Meet the Austin fashion designer whose brand walked Paris Fashion Week
AUSTIN (KXAN) — Austin might not be known as a major fashion city, but that didn’t stop one designer from bringing the city’s eclectic style to the international stage.
Madi Meserole, a 22 year-old Austin native, unveiled her avant garde fashion designs at Paris Fashion Week Sept. 28-Oct. 6. Her custom fit label, MEZ Atelier, includes streetwear, couture, avant garde and vintage collections.
The opportunity to walk Paris Fashion Week came through a New York-based company that helps discover and promote emerging designers. Less than a year after she first received the email about participating in Paris Fashion Week, she was displaying her looks at one of fashion’s premiere shows.
“As a designer, you get to watch what you’re creating come to life through, not only sewing it, but putting it on an actual human, and watching them be able to put it on and see how they feel and their original reaction to wearing one of your pieces,” Meserole said. “The one true goal of the designer is to make their customer feel confident and good in what they’re wearing. And so whenever someone puts on a piece and you see that in their eyes, on their face, you know you’ve accomplished that goal.”
Meserole’s love of fashion is an extension of her family’s propensity for sewing. Growing up, she said her grandmother, mom and her younger sister all knew how to sew.
When Meserole was younger, she said clothes never fit her the way she’d like. While preparing for her freshman year Homecoming dance, her mom offered to make her a dress from scratch. It was the spark that inspired her to pick up sewing, major in it in college and build her own label.
“You can take a piece of flat fabric and make it into basically anything you could possibly come up with,” she said, adding: “I love being able to sketch the crazy ideas in my head, and have them come out in real life and be able to walk down the runway.”
Fashion, Meserole said, is a silent offering of a piece of a person’s personality. She said its creativity and nuance can speak to the unique attributes of the person wearing it. With her label — designs that blend delicate, feminine touches with bold features — she sees it as a reflection of her own shyness paired with a creative, adventurous spirit.

**Set exercise 1:** In the article about the Austin designer, what is the name of Madi Meserole's custom fit label?
**Set exercise 2:** Set down the part of the article about the Austin designer that opens with the words containing "Meserole’s love of" and closes with "her own label.".
**Set exercise 3:** Take the article about the Austin designer further, picking up after its final sentence.
The listing that follows the article plays no part in any task.

**Provided records:**
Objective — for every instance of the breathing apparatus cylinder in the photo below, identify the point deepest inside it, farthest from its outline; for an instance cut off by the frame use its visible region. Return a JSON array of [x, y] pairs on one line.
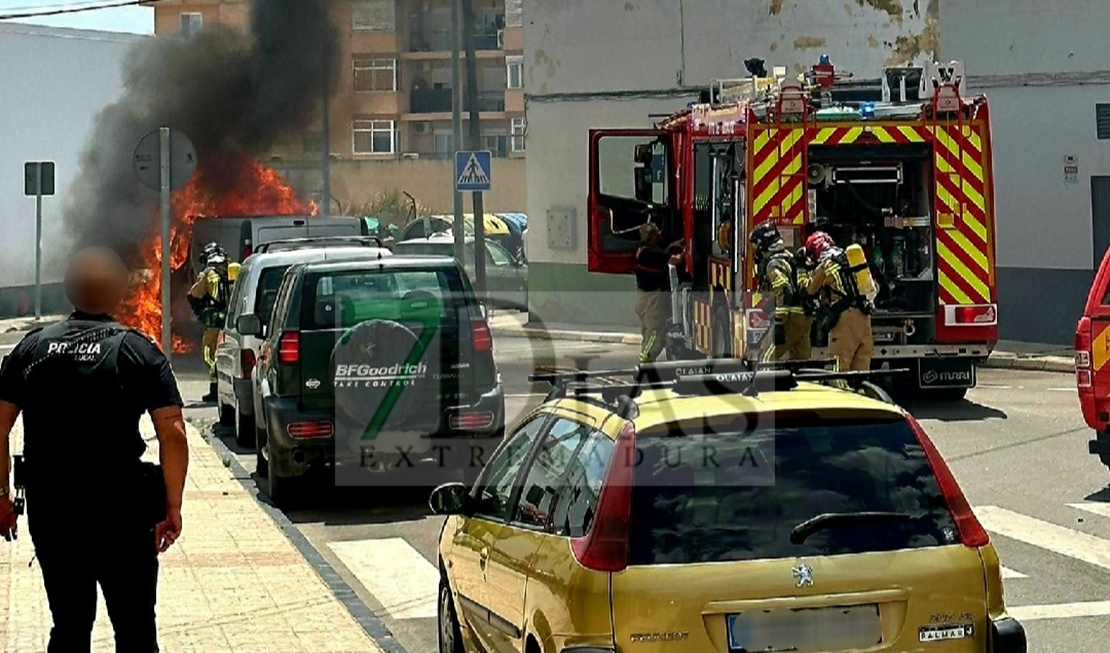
[[857, 263]]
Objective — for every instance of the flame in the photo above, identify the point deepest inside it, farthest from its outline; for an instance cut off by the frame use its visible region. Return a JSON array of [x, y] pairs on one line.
[[225, 183]]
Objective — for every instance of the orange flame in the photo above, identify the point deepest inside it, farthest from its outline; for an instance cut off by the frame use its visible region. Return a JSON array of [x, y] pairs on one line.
[[224, 184]]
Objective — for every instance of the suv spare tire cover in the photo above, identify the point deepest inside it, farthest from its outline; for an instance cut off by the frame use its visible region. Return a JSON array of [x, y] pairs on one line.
[[375, 354]]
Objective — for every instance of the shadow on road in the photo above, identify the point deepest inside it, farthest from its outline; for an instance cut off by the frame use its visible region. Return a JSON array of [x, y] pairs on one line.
[[957, 411]]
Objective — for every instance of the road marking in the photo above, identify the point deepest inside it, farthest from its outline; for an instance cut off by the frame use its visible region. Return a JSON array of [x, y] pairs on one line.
[[1060, 611], [402, 580], [1045, 535]]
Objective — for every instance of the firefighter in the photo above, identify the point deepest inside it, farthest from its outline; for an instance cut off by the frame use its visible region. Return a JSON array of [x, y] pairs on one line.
[[847, 310], [653, 291], [209, 300], [780, 273]]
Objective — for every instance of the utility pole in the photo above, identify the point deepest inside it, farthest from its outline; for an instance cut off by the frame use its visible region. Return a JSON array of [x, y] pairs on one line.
[[325, 129], [472, 101], [456, 123]]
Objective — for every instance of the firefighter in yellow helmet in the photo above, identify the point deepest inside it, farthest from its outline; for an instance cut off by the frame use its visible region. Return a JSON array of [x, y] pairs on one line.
[[847, 308], [653, 291], [781, 274], [209, 300]]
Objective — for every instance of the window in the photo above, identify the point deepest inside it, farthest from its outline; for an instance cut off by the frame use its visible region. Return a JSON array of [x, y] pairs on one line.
[[191, 23], [266, 293], [515, 70], [574, 511], [373, 16], [520, 127], [375, 76], [497, 255], [343, 300], [504, 469], [374, 137], [553, 462], [743, 490], [1102, 121]]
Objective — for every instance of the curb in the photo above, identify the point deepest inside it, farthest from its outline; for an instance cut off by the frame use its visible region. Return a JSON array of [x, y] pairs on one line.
[[365, 618], [998, 360]]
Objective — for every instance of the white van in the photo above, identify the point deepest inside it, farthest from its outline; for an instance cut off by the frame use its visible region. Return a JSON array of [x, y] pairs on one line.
[[254, 292], [240, 234]]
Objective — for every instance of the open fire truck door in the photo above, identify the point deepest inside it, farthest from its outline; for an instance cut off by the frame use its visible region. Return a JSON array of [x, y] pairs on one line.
[[619, 203]]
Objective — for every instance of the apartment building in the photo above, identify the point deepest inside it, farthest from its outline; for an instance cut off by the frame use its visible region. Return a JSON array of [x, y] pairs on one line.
[[390, 117]]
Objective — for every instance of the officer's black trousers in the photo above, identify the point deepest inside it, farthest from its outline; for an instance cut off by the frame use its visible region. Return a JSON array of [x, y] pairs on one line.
[[74, 555]]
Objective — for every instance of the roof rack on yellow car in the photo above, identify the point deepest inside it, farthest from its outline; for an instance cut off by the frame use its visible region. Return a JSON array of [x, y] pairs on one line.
[[713, 377]]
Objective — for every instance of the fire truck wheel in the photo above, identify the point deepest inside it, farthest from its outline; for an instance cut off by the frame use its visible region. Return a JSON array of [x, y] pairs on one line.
[[722, 343], [371, 370]]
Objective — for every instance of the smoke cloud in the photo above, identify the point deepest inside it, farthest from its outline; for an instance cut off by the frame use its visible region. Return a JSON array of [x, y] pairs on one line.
[[228, 90]]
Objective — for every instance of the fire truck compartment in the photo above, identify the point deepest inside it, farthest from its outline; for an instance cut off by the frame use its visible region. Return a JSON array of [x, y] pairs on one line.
[[881, 198]]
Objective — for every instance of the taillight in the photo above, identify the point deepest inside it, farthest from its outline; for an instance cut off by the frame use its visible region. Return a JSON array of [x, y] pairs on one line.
[[310, 430], [605, 545], [470, 421], [483, 339], [1083, 353], [246, 361], [289, 348], [978, 315], [970, 531]]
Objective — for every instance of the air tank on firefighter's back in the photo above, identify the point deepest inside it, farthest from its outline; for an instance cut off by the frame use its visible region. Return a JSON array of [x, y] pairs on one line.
[[857, 262]]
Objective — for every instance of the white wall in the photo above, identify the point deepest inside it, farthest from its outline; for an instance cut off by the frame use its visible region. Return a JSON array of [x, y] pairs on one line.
[[54, 82], [648, 48]]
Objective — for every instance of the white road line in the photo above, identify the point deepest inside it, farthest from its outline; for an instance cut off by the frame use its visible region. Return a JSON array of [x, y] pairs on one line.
[[1045, 535], [402, 580], [1060, 611]]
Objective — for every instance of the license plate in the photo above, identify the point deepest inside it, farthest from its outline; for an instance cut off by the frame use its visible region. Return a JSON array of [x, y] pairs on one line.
[[946, 373], [817, 629]]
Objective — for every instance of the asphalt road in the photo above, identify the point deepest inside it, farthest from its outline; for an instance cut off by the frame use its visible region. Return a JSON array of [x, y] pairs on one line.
[[1018, 446]]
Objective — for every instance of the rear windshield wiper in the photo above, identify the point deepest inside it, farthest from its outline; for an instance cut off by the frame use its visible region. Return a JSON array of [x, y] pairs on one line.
[[834, 520]]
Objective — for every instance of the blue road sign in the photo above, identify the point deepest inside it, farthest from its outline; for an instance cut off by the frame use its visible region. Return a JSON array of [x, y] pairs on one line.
[[472, 171]]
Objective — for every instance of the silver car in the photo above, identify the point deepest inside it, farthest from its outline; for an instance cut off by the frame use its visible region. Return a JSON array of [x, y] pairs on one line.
[[254, 292]]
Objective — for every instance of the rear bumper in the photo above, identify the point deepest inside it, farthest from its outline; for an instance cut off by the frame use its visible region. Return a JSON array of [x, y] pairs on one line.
[[292, 456]]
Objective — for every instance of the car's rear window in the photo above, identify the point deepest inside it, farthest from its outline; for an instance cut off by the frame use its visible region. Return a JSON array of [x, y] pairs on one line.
[[347, 298], [737, 495], [269, 281]]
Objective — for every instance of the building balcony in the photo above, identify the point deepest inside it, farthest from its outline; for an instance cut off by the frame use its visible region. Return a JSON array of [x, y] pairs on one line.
[[440, 41], [439, 101]]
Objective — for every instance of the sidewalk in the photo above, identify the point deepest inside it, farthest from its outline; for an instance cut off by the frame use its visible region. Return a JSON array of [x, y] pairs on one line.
[[1008, 354], [233, 582]]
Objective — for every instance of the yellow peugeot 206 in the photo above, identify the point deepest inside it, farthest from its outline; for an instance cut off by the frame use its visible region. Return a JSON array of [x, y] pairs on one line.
[[712, 510]]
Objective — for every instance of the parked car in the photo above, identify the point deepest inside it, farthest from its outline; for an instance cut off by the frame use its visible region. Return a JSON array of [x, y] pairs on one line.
[[723, 512], [506, 278], [342, 337], [254, 292]]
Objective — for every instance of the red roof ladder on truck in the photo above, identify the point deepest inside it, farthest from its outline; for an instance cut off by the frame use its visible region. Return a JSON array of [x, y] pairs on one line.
[[900, 166]]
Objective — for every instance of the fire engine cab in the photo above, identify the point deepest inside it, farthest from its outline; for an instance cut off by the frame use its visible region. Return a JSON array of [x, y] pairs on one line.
[[900, 166]]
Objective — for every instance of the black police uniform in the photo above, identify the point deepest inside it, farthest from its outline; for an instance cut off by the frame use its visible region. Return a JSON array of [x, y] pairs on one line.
[[82, 387]]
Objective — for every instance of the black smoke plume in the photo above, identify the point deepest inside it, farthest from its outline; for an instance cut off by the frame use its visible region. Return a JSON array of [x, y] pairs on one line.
[[228, 90]]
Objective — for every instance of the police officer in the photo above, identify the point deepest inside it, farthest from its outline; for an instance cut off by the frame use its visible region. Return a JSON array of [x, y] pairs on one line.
[[779, 273], [209, 300], [653, 291], [97, 513], [848, 311]]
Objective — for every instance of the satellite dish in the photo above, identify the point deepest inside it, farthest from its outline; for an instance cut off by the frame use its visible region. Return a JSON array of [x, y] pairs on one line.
[[816, 173]]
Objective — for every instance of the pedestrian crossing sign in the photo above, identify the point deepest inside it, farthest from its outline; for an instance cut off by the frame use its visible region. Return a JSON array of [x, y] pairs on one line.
[[472, 171]]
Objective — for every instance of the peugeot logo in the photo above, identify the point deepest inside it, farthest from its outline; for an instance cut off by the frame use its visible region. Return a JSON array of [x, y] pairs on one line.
[[804, 574]]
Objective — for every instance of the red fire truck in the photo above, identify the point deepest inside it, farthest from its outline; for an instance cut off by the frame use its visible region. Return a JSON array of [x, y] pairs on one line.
[[900, 166]]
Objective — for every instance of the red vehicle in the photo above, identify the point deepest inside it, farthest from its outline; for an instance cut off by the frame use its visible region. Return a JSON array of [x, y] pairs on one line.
[[1092, 352], [900, 166]]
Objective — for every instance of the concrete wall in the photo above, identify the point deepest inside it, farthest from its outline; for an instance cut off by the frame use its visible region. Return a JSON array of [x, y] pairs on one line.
[[1043, 72], [594, 64], [54, 83]]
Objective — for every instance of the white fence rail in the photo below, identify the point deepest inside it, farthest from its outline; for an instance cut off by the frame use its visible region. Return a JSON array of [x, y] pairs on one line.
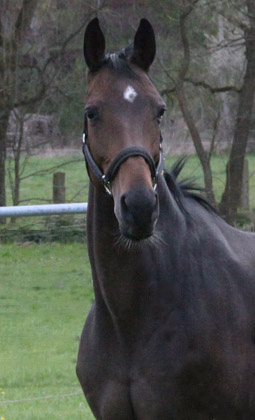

**Exercise result 1:** MEZ Atelier

**Exercise result 2:**
Meserole’s love of fashion is an extension of her family’s propensity for sewing. Growing up, she said her grandmother, mom and her younger sister all knew how to sew.
When Meserole was younger, she said clothes never fit her the way she’d like. While preparing for her freshman year Homecoming dance, her mom offered to make her a dress from scratch. It was the spark that inspired her to pick up sewing, major in it in college and build her own label.

**Exercise result 3:**
“I think clothes make a statement,” she said. “Whenever you wear them, it’s like your silent statement to the world.”
While Austin might not be listed alongside New York, Paris, Milan and London as fashion hubs, Meserole said the city is still molding its image. She praised the eclectic nature of Austin’s various neighborhoods and how they’ve blended to form a quintessentially ‘Austin’ fashion scene.
“My stuff is very out there and very different. But I think that speaks to one of Austin’s true mottos: Keep Austin Weird. And so we were keeping it weird in Paris, and it was great.”
madi meserole, designer, mez Atelier
From traditional hippie-inspired pieces to a westside preppiness and an emerging edginess, she said Austin’s creative identity isn’t black and white, but ever evolving along with its growing population.
She also credited the many creatives who are expanding Austin’s fashion blueprint with their own collections. This December, the annual Austin Fashion Week will assist with promoting local designers through biannual runway events.
But for now, Meserole said she’s loved using her brand to represent Austin on an international stage — with a bit of avant garde to pay tribute to the “weirdness” that Austin is known and beloved for.
“It was an honor to be able to represent Austin on an international level. I mean, my stuff is very out there and very different,” she said, laughing. “But I think that speaks to one of Austin’s true mottos: Keep Austin Weird. And so we were keeping it weird in Paris, and it was great.”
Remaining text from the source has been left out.